__Task instructions__
Copy every line in the records below that contains the word "instance".

__Given records__

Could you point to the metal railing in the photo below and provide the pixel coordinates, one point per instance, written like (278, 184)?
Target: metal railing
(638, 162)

---

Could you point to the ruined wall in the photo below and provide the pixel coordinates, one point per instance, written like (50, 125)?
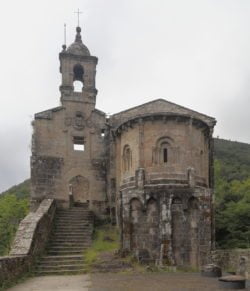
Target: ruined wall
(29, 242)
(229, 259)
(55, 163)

__Written solution__
Could you point to the metal railing in the photo below and provide the pixel coordinates, one point per instance, written like (278, 184)?
Could you point to the ruined wall in the photo below and provide the pixel coordinates, one point per instance, written like (50, 125)?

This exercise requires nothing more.